§ **Consignes de l'exercice**:
1 > Selon le texte fourni, d'où vient la préférence de GG pour la guitare rythmique acoustique ?
2 > Quels artistes la famille de GG écoutait-elle, d'après le texte fourni ?

GG : J'ai commencé à être plus conscient de mes origines congolaises très récemment. J'ai toujours cultivé un intérêt particulier pour la guitare mais je n'ai jamais compris d'où il venait ; c'est juste que je réalise à quel point une grande partie de la musique traditionnelle congolaise a influencé ma préférence pour la guitare rythmique acoustique. Ma famille a toujours été très musicale. Nous écoutions toujours Franco (Luambo Makiadi NDLR), Papa Wemba ou Koffi Olomide lors de différents types d'occasion. Nous chantions des chants traditionnels pour des célébrations et dansions avec enthousiasme. Je suis sûr que ces doux souvenirs de mon enfance ont joué un rôle crucial dans mon parcours musical.

LCK : Quels sont tes projets pour l’avenir ?

(Extraits du jeu de données de pointage)
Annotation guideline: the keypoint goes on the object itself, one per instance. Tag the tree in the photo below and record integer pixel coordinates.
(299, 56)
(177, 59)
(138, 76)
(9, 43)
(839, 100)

§ **Corrigé complet**:
1 > GG se rend compte que cette préférence vient en grande partie de la musique traditionnelle congolaise, qui l'a influencé. Il ajoute que les doux souvenirs de son enfance dans une famille très musicale ont joué un rôle crucial dans son parcours musical.

2 > Franco (Luambo Makiadi), Papa Wemba et Koffi Olomide.